Each line below should be reproduced without any alteration.

DATA EXTRACTS ▸
━━━━━━━━━━━━━━━━━━━━

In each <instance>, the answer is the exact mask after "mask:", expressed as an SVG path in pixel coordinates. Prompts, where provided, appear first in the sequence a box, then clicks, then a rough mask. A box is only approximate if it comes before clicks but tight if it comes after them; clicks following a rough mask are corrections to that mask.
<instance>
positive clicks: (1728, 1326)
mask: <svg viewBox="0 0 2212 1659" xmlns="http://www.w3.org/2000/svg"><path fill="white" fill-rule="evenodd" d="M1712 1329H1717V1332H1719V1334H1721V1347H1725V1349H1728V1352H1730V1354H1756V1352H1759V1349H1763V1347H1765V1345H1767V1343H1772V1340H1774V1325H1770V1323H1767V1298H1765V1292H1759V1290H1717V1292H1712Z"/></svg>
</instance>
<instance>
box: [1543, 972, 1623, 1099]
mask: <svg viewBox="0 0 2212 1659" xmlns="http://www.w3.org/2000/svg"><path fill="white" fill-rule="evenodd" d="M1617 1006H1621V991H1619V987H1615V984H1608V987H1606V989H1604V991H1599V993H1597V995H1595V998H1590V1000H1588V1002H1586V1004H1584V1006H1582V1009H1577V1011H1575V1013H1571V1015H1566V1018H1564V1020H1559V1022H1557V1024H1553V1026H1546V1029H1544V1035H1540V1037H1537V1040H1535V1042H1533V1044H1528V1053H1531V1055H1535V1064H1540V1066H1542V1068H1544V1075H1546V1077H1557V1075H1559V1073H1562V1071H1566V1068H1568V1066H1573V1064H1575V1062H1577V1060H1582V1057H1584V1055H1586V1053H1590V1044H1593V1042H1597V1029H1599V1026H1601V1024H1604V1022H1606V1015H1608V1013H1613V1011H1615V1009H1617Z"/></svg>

━━━━━━━━━━━━━━━━━━━━

TASK RESULT ▸
In each <instance>, the answer is the exact mask after "mask:", expressed as an SVG path in pixel coordinates. Prompts, where provided, appear first in the sequence a box, then clicks, then a rough mask. A box is only approximate if it comes before clicks but tight if it comes after them; clicks following a rough mask are corrections to that mask.
<instance>
positive clicks: (1728, 1326)
mask: <svg viewBox="0 0 2212 1659" xmlns="http://www.w3.org/2000/svg"><path fill="white" fill-rule="evenodd" d="M1712 1329H1717V1332H1719V1334H1721V1347H1725V1349H1728V1352H1730V1354H1756V1352H1759V1349H1763V1347H1765V1345H1767V1343H1772V1340H1774V1325H1770V1323H1767V1298H1765V1292H1759V1290H1717V1292H1712Z"/></svg>
</instance>
<instance>
box: [1543, 972, 1623, 1099]
mask: <svg viewBox="0 0 2212 1659" xmlns="http://www.w3.org/2000/svg"><path fill="white" fill-rule="evenodd" d="M1617 1006H1621V991H1619V987H1615V984H1608V987H1606V989H1604V991H1599V993H1597V995H1595V998H1590V1000H1588V1002H1586V1004H1584V1006H1582V1009H1577V1011H1575V1013H1571V1015H1566V1018H1564V1020H1559V1022H1557V1024H1553V1026H1546V1029H1544V1035H1540V1037H1537V1040H1535V1042H1533V1044H1528V1053H1531V1055H1535V1064H1540V1066H1542V1068H1544V1075H1546V1077H1557V1075H1559V1073H1562V1071H1566V1068H1568V1066H1573V1064H1575V1062H1577V1060H1582V1057H1584V1055H1586V1053H1590V1044H1593V1042H1597V1029H1599V1026H1601V1024H1604V1022H1606V1015H1608V1013H1613V1011H1615V1009H1617Z"/></svg>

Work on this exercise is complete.